• What the exercise asks:
In the records below, one line contains "Target: man's shoulder". Print that line and every line after it exactly, down to the final one.
BEGIN Data extracts
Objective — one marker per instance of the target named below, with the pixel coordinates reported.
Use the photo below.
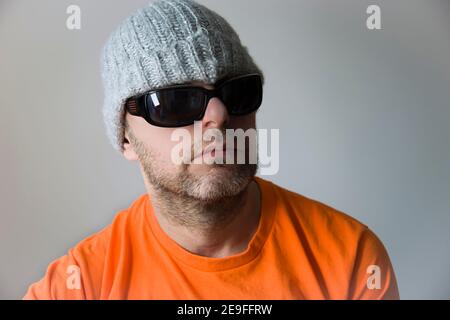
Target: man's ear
(128, 150)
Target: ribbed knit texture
(166, 43)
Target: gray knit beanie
(166, 43)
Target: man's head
(172, 42)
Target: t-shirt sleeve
(373, 276)
(75, 276)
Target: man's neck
(218, 229)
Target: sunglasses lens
(175, 107)
(242, 96)
(179, 107)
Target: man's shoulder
(122, 222)
(313, 213)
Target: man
(205, 230)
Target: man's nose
(216, 115)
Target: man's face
(152, 146)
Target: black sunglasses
(182, 105)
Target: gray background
(363, 116)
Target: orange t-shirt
(302, 249)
END Data extracts
• Solution to the exercise:
Target: man's shoulder
(122, 222)
(313, 213)
Target: man
(205, 230)
Target: man's nose
(216, 115)
Target: man's face
(152, 146)
Target: black sunglasses
(182, 105)
Target: gray background
(363, 116)
Target: orange t-shirt
(302, 249)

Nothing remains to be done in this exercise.